* EXERCISE OBJECTIVE *
As the lines appear below, please set them down exactly, starting at the first and finishing with the one containing "inside_test: even-odd".

━━ RAW DATA

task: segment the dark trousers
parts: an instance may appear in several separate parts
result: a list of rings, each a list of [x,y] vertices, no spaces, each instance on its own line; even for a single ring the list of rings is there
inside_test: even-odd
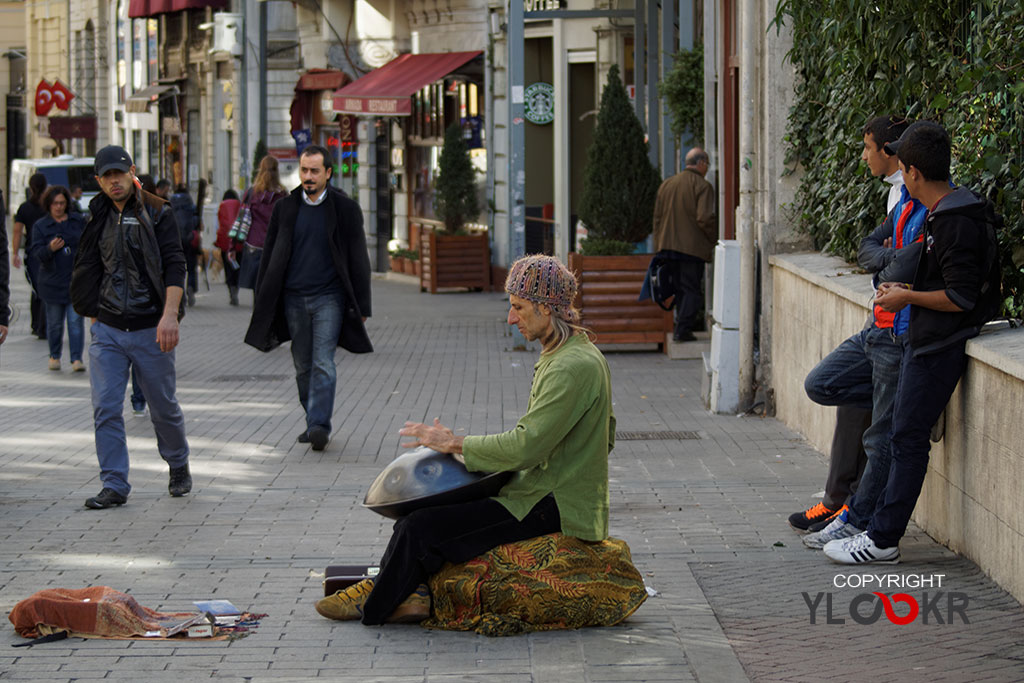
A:
[[[673,319],[675,328],[672,335],[676,338],[689,334],[697,324],[697,314],[704,303],[701,295],[701,284],[704,280],[703,259],[678,251],[662,250],[671,257],[675,269],[675,298],[672,307],[675,309]]]
[[[560,529],[558,506],[551,495],[534,505],[521,522],[490,498],[410,513],[395,522],[380,573],[363,605],[363,623],[383,624],[445,562],[466,562],[504,543]]]
[[[23,265],[25,266],[25,279],[32,285],[32,291],[28,298],[32,334],[40,339],[46,339],[46,304],[36,294],[35,284],[39,280],[39,262],[34,256],[26,253]]]
[[[879,548],[900,542],[921,495],[928,472],[928,440],[967,366],[966,341],[915,357],[910,345],[903,351],[900,381],[892,415],[892,464],[868,536]]]
[[[825,497],[821,502],[837,510],[857,492],[857,485],[868,463],[864,451],[864,432],[871,426],[871,410],[860,406],[836,406],[836,430],[832,434]]]
[[[198,268],[199,254],[192,247],[185,249],[185,270],[188,272],[188,291],[195,293],[199,289]]]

━━━━

* ANSWER SECTION *
task: segment the dark trousers
parts: an instance may appear in several separate parts
result: a list of rings, each a list of [x,y] vertices, no spaces, each instance on its own line; even for a single ring the list of rings is there
inside_test: even-odd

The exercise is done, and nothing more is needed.